**Records provided**
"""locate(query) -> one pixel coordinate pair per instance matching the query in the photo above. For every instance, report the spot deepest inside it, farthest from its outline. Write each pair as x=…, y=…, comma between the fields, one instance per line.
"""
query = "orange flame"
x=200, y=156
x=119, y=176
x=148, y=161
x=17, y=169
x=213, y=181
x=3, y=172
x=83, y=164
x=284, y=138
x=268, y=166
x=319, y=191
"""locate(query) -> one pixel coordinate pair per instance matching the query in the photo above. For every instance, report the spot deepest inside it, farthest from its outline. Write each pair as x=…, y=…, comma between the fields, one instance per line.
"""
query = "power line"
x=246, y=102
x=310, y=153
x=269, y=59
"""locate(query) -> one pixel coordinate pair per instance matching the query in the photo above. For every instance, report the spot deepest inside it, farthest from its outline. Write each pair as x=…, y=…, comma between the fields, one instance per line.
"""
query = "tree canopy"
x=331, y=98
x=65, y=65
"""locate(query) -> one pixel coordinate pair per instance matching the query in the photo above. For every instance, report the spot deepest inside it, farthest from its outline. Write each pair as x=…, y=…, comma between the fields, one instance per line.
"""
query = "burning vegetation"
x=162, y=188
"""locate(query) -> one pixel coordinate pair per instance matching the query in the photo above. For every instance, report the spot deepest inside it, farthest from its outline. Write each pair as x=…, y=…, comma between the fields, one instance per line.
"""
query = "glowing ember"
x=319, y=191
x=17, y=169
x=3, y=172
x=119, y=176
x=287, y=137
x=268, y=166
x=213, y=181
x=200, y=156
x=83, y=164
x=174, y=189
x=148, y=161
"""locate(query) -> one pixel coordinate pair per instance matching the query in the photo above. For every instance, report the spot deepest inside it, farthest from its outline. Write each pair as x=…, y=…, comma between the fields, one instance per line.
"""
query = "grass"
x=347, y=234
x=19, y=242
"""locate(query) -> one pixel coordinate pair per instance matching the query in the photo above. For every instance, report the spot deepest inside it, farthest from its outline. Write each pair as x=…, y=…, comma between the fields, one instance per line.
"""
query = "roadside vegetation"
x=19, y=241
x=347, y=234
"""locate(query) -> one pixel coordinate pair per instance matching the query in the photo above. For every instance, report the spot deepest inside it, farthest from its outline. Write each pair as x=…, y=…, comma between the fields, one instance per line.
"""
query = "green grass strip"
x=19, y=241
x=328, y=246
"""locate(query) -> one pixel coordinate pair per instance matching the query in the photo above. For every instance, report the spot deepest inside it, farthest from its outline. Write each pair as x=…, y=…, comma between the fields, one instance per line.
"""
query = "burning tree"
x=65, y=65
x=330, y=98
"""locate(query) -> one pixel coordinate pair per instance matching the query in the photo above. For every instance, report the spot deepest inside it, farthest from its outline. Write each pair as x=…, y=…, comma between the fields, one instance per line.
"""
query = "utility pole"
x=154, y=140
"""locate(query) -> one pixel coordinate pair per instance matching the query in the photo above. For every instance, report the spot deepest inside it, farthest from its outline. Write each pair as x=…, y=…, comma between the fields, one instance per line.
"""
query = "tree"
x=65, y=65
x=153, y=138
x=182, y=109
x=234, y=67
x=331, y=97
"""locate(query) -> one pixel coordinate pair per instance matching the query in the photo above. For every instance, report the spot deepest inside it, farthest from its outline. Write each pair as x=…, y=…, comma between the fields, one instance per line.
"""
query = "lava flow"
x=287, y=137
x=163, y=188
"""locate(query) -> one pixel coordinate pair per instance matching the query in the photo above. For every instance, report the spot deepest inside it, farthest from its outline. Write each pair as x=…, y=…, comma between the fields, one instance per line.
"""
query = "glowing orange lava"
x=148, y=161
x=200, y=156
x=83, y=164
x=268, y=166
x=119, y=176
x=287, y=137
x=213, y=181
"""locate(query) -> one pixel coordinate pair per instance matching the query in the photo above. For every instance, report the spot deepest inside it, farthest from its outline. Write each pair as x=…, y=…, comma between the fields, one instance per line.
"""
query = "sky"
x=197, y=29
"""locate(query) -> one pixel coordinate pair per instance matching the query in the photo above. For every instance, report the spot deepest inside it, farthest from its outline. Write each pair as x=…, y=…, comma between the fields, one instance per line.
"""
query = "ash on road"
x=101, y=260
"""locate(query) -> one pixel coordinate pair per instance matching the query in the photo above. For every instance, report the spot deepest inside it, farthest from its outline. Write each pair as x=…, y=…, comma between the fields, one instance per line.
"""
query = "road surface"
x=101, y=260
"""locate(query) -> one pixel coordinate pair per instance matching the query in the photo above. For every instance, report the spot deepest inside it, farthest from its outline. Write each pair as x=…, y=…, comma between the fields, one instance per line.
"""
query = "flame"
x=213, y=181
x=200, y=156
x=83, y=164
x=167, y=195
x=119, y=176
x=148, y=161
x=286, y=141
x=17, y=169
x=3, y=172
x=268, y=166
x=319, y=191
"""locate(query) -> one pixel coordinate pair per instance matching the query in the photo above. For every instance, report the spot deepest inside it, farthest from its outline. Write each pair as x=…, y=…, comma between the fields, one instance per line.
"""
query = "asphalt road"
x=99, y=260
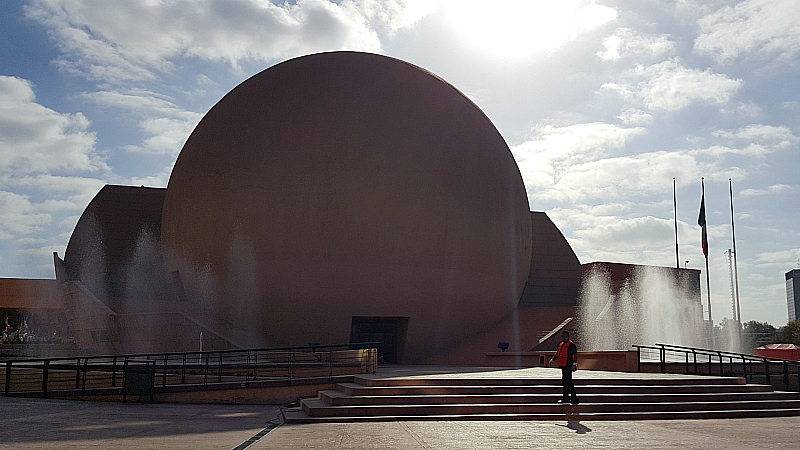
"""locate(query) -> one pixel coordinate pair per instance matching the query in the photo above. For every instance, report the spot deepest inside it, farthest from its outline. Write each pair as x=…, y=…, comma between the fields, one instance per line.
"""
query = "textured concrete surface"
x=61, y=424
x=53, y=424
x=777, y=433
x=57, y=424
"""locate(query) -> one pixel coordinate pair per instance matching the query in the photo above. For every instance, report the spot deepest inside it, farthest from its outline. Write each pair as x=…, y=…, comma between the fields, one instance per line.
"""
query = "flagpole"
x=702, y=222
x=735, y=266
x=675, y=209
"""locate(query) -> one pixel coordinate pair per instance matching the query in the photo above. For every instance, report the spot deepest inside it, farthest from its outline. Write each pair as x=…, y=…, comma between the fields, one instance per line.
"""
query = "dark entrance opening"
x=389, y=330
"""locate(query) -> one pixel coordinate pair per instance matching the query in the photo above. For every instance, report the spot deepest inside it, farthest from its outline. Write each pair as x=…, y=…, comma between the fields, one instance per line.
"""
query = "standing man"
x=568, y=362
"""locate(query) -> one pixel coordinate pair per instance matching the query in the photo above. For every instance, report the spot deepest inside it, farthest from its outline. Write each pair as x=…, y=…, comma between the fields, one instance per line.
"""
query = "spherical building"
x=343, y=196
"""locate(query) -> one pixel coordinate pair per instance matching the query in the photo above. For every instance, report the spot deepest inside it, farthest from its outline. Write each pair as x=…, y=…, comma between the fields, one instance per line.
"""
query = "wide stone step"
x=337, y=398
x=318, y=408
x=300, y=417
x=450, y=381
x=357, y=389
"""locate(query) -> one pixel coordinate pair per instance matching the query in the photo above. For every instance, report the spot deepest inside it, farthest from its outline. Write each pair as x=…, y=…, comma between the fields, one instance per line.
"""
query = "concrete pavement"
x=59, y=424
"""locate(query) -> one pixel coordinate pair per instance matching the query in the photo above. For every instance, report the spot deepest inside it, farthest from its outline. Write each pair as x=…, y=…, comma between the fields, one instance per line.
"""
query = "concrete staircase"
x=631, y=398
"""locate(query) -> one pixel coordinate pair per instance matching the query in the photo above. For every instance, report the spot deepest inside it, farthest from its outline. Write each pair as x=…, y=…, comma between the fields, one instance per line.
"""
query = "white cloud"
x=773, y=136
x=393, y=15
x=670, y=86
x=18, y=216
x=774, y=189
x=35, y=139
x=767, y=27
x=629, y=44
x=165, y=124
x=518, y=28
x=634, y=117
x=120, y=42
x=547, y=161
x=165, y=136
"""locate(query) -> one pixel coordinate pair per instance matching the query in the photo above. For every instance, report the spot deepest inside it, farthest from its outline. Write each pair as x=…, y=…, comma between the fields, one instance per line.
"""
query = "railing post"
x=786, y=374
x=85, y=369
x=744, y=369
x=8, y=377
x=205, y=372
x=124, y=379
x=114, y=372
x=766, y=370
x=247, y=368
x=45, y=372
x=78, y=373
x=219, y=369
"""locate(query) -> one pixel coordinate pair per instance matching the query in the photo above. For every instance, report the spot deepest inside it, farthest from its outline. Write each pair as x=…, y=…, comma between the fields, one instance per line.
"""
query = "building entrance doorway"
x=389, y=330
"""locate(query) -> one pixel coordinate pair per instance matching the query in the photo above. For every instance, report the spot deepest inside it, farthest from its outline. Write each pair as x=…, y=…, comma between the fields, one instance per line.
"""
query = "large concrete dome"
x=342, y=186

**What you are asked to do**
Gather every line of the data above that contains the string "grass", treating uppercase and lowercase letters as distinct.

**Completed exercise**
query = "grass"
query = "green grass strip"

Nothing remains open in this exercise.